▶ **Text passage**:
========================================
Skip to main content
Version: 1.3.0

Simplifying Interface Messages and Breaking Shim build dependency on Core

Proposal

This document describes a) complexity hidden behind existing Interface messages and explains the newly defined SI messages and its dependent changes on Core and Shim. b). Breaking Shim build dependency on Core.

Goals

The goal is to provide the same functionality before and after the change.

  • unit tests before and after the merge must all pass.
  • Smoke tests defined in the core should all pass without major changes definition.
  • End-to-end tests that are part of the shim code must all pass without changes.

Background

The current interface allows us to only send one message between a shim and the core. This provides us with a really simple way of interactions definition.

The complexity is however hidden in the message itself. Every message serves multiple purposes and when the message is received the core and shim need to unpack it and process each part separately and for certain parts in a real specific order. Because the message serves a number of purposes it has a large overhead. This might not show up in the code directly as the heavy lifting is done in the generated code. It will show up in the amount of data as a message, even if it does not have all fields, still needs to be encoded in a way that it unpacks correctly on the other side.
========================================
▶ **Supplied entries**:

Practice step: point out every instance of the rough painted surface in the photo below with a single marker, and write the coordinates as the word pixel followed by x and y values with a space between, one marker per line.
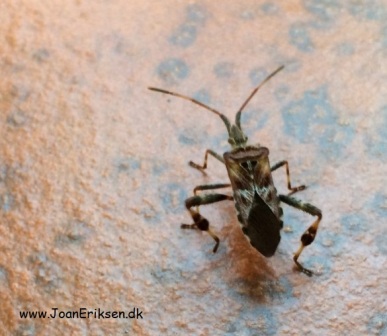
pixel 93 166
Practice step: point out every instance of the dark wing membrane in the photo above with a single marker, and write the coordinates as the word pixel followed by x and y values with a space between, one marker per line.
pixel 263 227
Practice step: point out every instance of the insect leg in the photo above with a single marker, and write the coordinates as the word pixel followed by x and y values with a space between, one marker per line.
pixel 285 163
pixel 211 186
pixel 202 168
pixel 201 223
pixel 309 235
========================================
▶ **Work instructions**:
(a) Name every kind of test that the Goals section of the interface-message design proposal says must pass.
(b) Rewrite the paragraph of the interface-message design proposal that begins "The complexity is however hidden" as a short bulleted list that keeps its main facts.
(c) Proceed with the interface-message design proposal from the point where it stops.

▶ **In response**:
(a)
- Unit tests
- Smoke tests defined in the core
- End-to-end tests that are part of the shim code

(b)
- Each message serves multiple purposes. The core and shim must unpack it on receipt and process each part separately, and some parts must be handled in a specific order.
- Serving many purposes gives the message a large overhead.
- The overhead may not show in the code because the generated code does the heavy lifting.
- It does show in the amount of data. A message that lacks some fields must still be encoded so that it unpacks correctly on the other side.

(c)
Simplifying Interface Messages

Proposal is to split the one large message into 3 separate messages - one for each entity:

  • Allocations
  • Applications
  • Nodes

API Interface Changes

package api

import "github.com/apache/incubator-yunikorn-scheduler-interface/lib/go/si"

type SchedulerAPI interface {
// Register a new RM, if it is a reconnect from previous RM, cleanup
// all in-memory data and resync with RM.
RegisterResourceManager(request *si.RegisterResourceManagerRequest, callback ResourceManagerCallback) (*si.RegisterResourceManagerResponse, error)

// Update Allocation status
UpdateAllocation(request *si.AllocationRequest) error

// Update Application status
UpdateApplication(request *si.ApplicationRequest) error

// Update Node status
UpdateNode(request *si.NodeRequest) error

// Notify scheduler to reload configuration and hot-refresh in-memory state based on configuration changes
UpdateConfiguration(clusterID string) error
}

// RM side needs to implement this API
type ResourceManagerCallback interface {

//Receive Allocation Update Response
UpdateAllocation(response *si.AllocationResponse) error

//Receive Application Update Response
UpdateApplication(response *si.ApplicationResponse) error

//Receive Node update Response
UpdateNode(response *si.NodeResponse) error

// Run a certain set of predicate functions to determine if a proposed allocation
// can be allocated onto a node.
Predicates(args *si.PredicatesArgs) error

// RM side implements this API when it can provide plugin for reconciling
// Re-sync scheduler cache can sync some in-cache (yunikorn-core side) state changes
// to scheduler cache (shim-side), such as assumed allocations.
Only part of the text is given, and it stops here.